EXERCISE GOAL:
Convert the items, starting at the line that contains "of the snow-capped" and ending at the final line of the items, into a Markdown table with the columns "Number" and "Line", with one row per line and blank lines omitted. Leave the pictures out of the table.

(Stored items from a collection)
--- begin ---

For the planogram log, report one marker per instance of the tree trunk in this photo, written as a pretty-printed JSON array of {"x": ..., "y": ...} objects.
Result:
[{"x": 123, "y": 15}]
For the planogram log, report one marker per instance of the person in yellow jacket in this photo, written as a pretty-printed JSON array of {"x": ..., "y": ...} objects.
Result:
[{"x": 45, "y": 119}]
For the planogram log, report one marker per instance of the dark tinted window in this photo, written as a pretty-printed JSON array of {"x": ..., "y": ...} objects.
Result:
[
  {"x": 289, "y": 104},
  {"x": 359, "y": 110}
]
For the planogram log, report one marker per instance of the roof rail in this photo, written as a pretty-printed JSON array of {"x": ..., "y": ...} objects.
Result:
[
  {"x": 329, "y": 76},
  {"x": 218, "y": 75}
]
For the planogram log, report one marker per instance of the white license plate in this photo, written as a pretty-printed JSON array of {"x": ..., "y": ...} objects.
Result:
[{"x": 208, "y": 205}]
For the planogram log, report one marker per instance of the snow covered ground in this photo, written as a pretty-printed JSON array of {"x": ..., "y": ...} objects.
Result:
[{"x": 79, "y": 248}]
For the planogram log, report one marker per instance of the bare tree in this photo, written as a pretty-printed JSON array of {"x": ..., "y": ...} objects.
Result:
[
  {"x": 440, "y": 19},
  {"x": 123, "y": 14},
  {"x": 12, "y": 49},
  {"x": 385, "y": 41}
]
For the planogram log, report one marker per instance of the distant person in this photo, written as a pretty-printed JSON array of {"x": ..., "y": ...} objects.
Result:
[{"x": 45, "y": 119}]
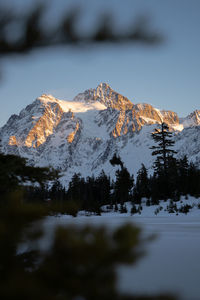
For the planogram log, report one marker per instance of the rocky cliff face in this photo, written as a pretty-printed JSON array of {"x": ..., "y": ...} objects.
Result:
[{"x": 83, "y": 134}]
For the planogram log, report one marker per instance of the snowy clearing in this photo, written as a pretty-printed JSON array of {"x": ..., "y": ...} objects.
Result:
[{"x": 171, "y": 263}]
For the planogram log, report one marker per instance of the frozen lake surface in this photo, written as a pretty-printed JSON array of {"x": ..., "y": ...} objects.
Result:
[{"x": 172, "y": 262}]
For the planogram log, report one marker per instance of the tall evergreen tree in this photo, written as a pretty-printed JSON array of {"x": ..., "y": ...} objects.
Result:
[
  {"x": 142, "y": 188},
  {"x": 123, "y": 185},
  {"x": 163, "y": 138}
]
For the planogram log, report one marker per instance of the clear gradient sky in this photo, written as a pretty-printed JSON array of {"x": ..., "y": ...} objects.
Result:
[{"x": 166, "y": 76}]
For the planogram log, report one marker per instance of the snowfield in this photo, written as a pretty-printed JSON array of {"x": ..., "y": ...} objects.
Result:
[{"x": 171, "y": 263}]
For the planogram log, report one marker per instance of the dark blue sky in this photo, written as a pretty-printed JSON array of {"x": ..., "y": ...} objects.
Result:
[{"x": 167, "y": 76}]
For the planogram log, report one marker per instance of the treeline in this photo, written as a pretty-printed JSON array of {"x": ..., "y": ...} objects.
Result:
[{"x": 180, "y": 178}]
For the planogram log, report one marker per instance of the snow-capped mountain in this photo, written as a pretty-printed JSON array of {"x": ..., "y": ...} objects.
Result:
[{"x": 82, "y": 135}]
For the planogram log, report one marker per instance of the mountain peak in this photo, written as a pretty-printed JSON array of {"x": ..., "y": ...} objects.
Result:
[{"x": 107, "y": 96}]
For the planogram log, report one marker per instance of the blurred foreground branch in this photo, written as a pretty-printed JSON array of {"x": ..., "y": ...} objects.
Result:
[{"x": 20, "y": 33}]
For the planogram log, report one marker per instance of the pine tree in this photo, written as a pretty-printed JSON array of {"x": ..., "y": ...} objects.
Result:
[
  {"x": 123, "y": 185},
  {"x": 142, "y": 188},
  {"x": 163, "y": 138}
]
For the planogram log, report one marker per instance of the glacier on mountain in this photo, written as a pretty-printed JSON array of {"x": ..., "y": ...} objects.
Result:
[{"x": 82, "y": 135}]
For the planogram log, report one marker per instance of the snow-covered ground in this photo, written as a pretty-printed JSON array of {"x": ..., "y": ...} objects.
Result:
[{"x": 172, "y": 260}]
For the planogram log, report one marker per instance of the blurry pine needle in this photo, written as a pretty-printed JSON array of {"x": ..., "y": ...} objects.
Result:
[{"x": 32, "y": 33}]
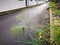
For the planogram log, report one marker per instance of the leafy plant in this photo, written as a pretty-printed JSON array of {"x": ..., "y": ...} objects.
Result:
[
  {"x": 57, "y": 33},
  {"x": 57, "y": 12}
]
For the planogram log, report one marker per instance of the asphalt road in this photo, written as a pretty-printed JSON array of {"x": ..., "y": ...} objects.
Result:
[{"x": 11, "y": 25}]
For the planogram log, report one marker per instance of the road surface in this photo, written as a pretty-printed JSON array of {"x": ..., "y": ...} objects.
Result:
[{"x": 29, "y": 17}]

--- end ---

SOLUTION TO THE PROBLEM:
| Number | Line |
|---|---|
| 1 | For the planogram log, report one marker per instance of the snow-capped mountain in this photo, written as a pretty-printed JSON array of {"x": ..., "y": ...} objects. |
| 2 | Result: |
| 3 | [{"x": 82, "y": 135}] |
| 4 | For the planogram log, report one marker per instance of the mountain peak in this photo, written as a pretty-printed JSON array of {"x": ..., "y": ...} objects. |
| 5 | Result: |
| 6 | [{"x": 107, "y": 96}] |
| 7 | For the planogram log, report one marker per instance of the blurred foreground branch in this photo, written as a pretty-printed JSON array of {"x": ..., "y": ...} objects. |
| 8 | Result: |
| 9 | [{"x": 20, "y": 33}] |
| 10 | For the planogram log, report one marker per instance of the pine tree in this photo, written as a pretty-printed JSON array of {"x": ..., "y": ...} objects. |
| 11 | Result: |
| 12 | [ |
| 13 |   {"x": 123, "y": 185}, |
| 14 |   {"x": 142, "y": 188}, |
| 15 |   {"x": 163, "y": 138} |
| 16 | ] |
| 17 | For the planogram log, report one marker per instance of the glacier on mountain in this photo, written as a pretty-printed JSON array of {"x": ..., "y": ...} objects. |
| 18 | Result: |
| 19 | [{"x": 82, "y": 135}] |
| 20 | For the planogram log, report one marker per instance of the snow-covered ground in this photo, written as a pretty-printed JSON array of {"x": ..., "y": ...} objects. |
| 21 | Result: |
| 22 | [{"x": 172, "y": 260}] |
| 23 | For the planogram log, report one marker per instance of the blurry pine needle in this photo, written as a pretty-printed JSON array of {"x": ..., "y": ...} objects. |
| 24 | Result: |
| 25 | [{"x": 32, "y": 33}] |
| 26 | For the planogram log, report one marker per instance of the leafy plant in this photo, written as a pretty-printed JSON array of {"x": ..., "y": ...} objects. |
| 27 | Result: |
| 28 | [ |
| 29 |   {"x": 57, "y": 33}, |
| 30 |   {"x": 57, "y": 12} |
| 31 | ] |
| 32 | For the planogram log, report one marker per instance of the asphalt road in this photo, written as a pretty-printed JSON array of {"x": ..., "y": ...} objects. |
| 33 | Result: |
| 34 | [{"x": 11, "y": 25}] |
| 35 | For the planogram log, report one marker per instance of the road surface in this photo, written as a pretty-printed JSON array of {"x": ..., "y": ...} objects. |
| 36 | Result: |
| 37 | [{"x": 29, "y": 17}] |